▶ Collected data:
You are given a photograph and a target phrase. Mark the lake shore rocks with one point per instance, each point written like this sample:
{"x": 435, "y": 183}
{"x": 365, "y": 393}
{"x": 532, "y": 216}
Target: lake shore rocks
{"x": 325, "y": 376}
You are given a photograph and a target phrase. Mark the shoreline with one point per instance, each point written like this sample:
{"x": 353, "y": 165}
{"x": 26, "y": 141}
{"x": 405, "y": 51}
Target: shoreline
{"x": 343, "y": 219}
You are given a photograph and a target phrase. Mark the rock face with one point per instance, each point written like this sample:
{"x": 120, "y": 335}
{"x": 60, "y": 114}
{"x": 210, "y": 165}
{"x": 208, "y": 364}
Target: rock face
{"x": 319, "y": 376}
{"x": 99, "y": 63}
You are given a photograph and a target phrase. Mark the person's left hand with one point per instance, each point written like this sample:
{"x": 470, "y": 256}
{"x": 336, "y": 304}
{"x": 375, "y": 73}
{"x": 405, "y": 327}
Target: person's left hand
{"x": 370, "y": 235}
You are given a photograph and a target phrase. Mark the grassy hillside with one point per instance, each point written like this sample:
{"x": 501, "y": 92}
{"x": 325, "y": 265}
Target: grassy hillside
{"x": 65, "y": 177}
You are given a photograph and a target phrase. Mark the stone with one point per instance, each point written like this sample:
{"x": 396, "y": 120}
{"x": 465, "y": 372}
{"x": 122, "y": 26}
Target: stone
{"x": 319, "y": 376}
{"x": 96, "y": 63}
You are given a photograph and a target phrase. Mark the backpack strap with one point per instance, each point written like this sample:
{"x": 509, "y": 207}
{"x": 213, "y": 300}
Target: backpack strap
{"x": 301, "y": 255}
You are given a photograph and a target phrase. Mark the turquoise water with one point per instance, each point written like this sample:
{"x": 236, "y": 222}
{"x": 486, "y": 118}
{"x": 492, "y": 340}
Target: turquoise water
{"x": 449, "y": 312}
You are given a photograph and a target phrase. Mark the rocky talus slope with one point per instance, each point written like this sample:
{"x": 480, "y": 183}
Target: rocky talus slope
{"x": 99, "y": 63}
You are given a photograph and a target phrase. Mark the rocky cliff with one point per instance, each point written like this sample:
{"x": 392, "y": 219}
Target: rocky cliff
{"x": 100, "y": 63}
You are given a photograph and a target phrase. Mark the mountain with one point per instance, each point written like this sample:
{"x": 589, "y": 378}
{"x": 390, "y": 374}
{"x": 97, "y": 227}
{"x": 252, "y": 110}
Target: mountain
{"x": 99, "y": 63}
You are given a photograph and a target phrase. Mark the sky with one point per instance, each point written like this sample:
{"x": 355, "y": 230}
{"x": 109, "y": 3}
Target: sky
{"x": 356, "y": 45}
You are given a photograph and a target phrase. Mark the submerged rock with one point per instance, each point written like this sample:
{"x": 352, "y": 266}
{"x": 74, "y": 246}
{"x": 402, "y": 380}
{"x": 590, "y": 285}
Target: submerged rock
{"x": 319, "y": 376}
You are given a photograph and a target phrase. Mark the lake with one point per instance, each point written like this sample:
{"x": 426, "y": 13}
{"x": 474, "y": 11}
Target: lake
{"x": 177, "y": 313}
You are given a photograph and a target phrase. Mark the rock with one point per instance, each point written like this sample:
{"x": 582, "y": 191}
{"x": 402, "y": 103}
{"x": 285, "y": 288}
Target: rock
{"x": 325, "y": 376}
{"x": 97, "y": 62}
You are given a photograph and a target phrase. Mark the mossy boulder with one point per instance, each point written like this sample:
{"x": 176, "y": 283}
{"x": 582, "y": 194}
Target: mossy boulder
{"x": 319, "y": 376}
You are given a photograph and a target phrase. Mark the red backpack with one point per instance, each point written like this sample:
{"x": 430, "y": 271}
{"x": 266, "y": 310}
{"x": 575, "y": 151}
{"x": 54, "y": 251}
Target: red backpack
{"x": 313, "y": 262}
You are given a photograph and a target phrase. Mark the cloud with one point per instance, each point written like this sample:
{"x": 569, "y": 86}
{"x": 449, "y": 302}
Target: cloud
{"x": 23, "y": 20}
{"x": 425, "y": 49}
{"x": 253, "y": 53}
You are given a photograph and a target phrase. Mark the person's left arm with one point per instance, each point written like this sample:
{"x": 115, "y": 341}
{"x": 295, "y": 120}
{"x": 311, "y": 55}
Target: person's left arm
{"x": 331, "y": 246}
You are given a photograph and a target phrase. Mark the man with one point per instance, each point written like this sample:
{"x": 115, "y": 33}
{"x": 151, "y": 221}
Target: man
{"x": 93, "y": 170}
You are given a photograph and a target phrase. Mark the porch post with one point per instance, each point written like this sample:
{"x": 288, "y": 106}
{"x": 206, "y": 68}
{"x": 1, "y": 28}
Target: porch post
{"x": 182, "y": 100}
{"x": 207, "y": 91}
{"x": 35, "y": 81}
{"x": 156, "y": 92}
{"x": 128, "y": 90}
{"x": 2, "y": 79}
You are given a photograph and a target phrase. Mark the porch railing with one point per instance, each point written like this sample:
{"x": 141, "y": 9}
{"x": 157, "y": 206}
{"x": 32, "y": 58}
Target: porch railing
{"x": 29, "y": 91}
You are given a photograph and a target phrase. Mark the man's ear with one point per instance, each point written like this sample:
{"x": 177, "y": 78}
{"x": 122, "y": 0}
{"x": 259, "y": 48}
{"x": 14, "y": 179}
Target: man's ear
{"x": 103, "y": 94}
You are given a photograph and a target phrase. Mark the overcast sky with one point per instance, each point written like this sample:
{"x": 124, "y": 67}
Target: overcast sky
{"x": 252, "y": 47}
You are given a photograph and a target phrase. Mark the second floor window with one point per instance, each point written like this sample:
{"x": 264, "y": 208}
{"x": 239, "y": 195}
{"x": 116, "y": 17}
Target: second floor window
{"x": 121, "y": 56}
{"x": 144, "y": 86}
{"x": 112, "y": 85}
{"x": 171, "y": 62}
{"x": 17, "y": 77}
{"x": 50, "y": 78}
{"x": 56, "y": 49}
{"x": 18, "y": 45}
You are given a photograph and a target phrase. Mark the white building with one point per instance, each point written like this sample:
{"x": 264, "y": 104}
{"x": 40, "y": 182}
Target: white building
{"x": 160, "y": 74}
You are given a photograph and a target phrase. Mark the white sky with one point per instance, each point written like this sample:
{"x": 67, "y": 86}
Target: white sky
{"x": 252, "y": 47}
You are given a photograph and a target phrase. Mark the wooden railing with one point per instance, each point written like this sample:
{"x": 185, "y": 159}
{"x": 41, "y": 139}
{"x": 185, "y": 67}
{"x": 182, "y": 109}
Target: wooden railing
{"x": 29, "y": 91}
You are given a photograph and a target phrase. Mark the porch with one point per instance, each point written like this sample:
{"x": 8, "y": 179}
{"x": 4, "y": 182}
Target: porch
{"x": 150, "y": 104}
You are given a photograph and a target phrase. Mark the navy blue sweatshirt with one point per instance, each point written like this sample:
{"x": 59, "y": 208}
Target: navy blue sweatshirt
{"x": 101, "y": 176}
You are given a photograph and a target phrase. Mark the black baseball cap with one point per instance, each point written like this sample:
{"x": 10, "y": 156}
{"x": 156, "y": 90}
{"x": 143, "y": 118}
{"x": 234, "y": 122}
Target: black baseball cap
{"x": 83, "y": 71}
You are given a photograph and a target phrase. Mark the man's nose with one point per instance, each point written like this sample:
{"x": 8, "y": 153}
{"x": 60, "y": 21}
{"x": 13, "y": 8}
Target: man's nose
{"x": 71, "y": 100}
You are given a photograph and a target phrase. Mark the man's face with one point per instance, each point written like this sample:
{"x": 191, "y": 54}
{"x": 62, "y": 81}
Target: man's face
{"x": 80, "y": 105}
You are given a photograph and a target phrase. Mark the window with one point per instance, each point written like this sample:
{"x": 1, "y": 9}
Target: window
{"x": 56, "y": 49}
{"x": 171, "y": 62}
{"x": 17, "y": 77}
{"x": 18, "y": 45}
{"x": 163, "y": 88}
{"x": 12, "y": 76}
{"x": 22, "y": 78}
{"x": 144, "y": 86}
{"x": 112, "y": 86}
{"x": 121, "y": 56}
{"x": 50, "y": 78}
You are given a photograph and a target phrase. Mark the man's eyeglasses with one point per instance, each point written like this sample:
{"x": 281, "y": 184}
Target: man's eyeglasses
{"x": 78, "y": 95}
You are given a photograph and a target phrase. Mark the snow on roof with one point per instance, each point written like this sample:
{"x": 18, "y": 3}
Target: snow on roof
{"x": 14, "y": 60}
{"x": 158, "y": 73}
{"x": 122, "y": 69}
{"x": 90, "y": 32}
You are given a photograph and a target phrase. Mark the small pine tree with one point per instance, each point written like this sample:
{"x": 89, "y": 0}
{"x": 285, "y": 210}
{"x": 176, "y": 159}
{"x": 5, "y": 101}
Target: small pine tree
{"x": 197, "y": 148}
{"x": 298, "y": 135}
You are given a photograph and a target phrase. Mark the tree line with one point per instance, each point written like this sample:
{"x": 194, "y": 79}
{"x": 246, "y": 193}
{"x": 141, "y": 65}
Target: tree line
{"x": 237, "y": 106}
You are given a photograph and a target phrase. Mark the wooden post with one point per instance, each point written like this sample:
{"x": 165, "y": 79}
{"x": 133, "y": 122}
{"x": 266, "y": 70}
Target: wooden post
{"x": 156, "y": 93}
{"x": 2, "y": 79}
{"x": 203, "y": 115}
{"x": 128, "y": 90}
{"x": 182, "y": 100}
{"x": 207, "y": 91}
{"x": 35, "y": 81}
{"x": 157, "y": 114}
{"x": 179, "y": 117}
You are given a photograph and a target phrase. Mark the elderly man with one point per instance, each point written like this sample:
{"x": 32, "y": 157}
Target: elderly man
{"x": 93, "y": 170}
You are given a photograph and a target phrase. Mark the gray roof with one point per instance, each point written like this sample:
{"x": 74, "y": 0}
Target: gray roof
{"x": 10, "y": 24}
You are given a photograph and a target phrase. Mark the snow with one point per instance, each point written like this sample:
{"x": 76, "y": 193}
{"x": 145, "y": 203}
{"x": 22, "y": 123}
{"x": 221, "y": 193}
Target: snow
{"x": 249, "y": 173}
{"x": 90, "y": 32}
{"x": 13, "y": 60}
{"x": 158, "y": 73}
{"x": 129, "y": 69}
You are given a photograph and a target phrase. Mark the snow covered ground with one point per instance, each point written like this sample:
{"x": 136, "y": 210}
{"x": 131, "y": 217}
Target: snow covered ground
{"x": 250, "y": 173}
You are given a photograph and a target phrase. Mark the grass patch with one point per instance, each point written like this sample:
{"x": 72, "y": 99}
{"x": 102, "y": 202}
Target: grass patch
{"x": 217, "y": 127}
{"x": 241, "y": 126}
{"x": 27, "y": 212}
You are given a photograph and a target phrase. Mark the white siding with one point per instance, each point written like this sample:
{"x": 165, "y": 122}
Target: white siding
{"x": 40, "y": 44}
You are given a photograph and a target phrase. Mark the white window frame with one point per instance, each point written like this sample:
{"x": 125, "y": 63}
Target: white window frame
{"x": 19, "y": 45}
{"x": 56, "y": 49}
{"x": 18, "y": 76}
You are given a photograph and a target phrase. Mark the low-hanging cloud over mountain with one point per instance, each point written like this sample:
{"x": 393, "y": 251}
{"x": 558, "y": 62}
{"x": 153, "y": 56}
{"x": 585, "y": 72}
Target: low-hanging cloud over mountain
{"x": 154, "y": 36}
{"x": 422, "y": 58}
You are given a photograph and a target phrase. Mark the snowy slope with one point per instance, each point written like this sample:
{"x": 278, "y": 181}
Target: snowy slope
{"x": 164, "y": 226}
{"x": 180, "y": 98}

▶ Try it: The answer must contain only the lines from the one with "the white window" to the end of the entries above, each written out exactly.

▶ Written response:
You are given a photograph and a target phrase. Mark the white window frame with one point per instance, each point written like this sample:
{"x": 125, "y": 63}
Target: white window frame
{"x": 19, "y": 45}
{"x": 56, "y": 49}
{"x": 18, "y": 76}
You are given a photograph and a target phrase. Mark the low-hanging cloud over mountain with one point per instance, each point written like this sample:
{"x": 393, "y": 251}
{"x": 558, "y": 62}
{"x": 153, "y": 56}
{"x": 585, "y": 72}
Target: low-hanging cloud over mountain
{"x": 154, "y": 36}
{"x": 422, "y": 58}
You are given a photograph and a target phrase. Mark the snowy slope with one point per instance, each point written like this sample:
{"x": 278, "y": 181}
Target: snowy slope
{"x": 164, "y": 226}
{"x": 180, "y": 98}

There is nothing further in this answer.